Required task 1: In two sentences, summarize the passage on messy desks below.
Required task 2: Reproduce word for word the part of the passage on messy desks below that runs from "A Canva blog" up to and including "and think more.".

[Passage shown start]

He snapped a single picture of the legacy of the world’s greatest mind. What that picture showed chaos. Not an inch of Einstein’s desk was free of paper. Books, manuscripts, magazines, and envelopes were everywhere (alone with what looked like a cookie jar). The same went true for the shelves. One shelf held neatly arrayed journals, but elsewhere were piles and piles of papers. It’s a mess, and he liked it
Paper files, newspaper clippings, torn pages from last month’s issue of the magazine, a few sticky notes, writing pad and a pen along with an empty cup of coffee is a kind of mess that messy people can easily relate to, because only an organizer knows what meaning he gets from those things.
“It’s not mess, basically its reference, sign, hint, ideas and above all its motivation to keep going”, said Aliah, a creative artist, while discussing this topic with me.
LinkedIn’s Arzoona Khalid says: “Well, let me put it this way – have you ever noticed a painter/artist painting a picture? If yes, you might have noticed his scattered brushes, paints, pencils and other tools all over his place – why? Because all those supplies help him in getting the best out of his creativity, they remind him what can be used to make a picture look better and he doesn’t have to take a pause to find out where are the paints or the brush he needs. This saves him from disturbance and interruption that might come in his way to creativity, otherwise.
A Canva blog concludes: Don’t worry about what other think of your desk and instead thrive on the mess to try and stay more creative. Allow the mess to pile up a bit and spend that time constructively on creative tasks instead. You might become overwhelmed by the disorder, in which that is the time to cut back, but if you are trying to achieve a perfectly clean desk, with no clutter, no mementos, no personality, you are also creating an environment with no creativity. Allow your inner messiness to show itself and you might find your brain starts to have a whole lot of better ideas.
So if your work area, like mine, is usually a mess, it’s time to stop apologizing and start feeling good about our ability to prioritize.
Therefore, clutter more, mess more and think more.

[Passage shown end]
[Record excerpts start]

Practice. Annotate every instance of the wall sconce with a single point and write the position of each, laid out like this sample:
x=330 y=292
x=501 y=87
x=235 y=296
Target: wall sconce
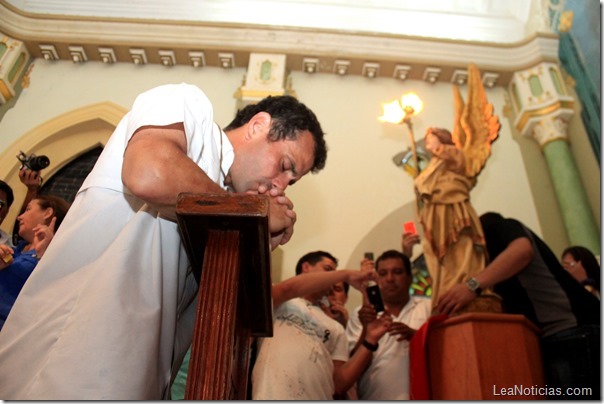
x=401 y=72
x=139 y=57
x=78 y=54
x=431 y=74
x=197 y=59
x=400 y=112
x=405 y=159
x=341 y=67
x=226 y=60
x=370 y=70
x=310 y=65
x=167 y=58
x=107 y=55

[Record excerpts end]

Exercise answer 1: The passage describes Einstein's desk and shelves as covered in books, manuscripts, magazines, envelopes and piles of papers. It argues that mess can fuel creativity, drawing on an artist, a LinkedIn writer and a Canva blog, and ends by urging readers to clutter more, mess more and think more.

Exercise answer 2:
A Canva blog concludes: Don’t worry about what other think of your desk and instead thrive on the mess to try and stay more creative. Allow the mess to pile up a bit and spend that time constructively on creative tasks instead. You might become overwhelmed by the disorder, in which that is the time to cut back, but if you are trying to achieve a perfectly clean desk, with no clutter, no mementos, no personality, you are also creating an environment with no creativity. Allow your inner messiness to show itself and you might find your brain starts to have a whole lot of better ideas.
So if your work area, like mine, is usually a mess, it’s time to stop apologizing and start feeling good about our ability to prioritize.
Therefore, clutter more, mess more and think more.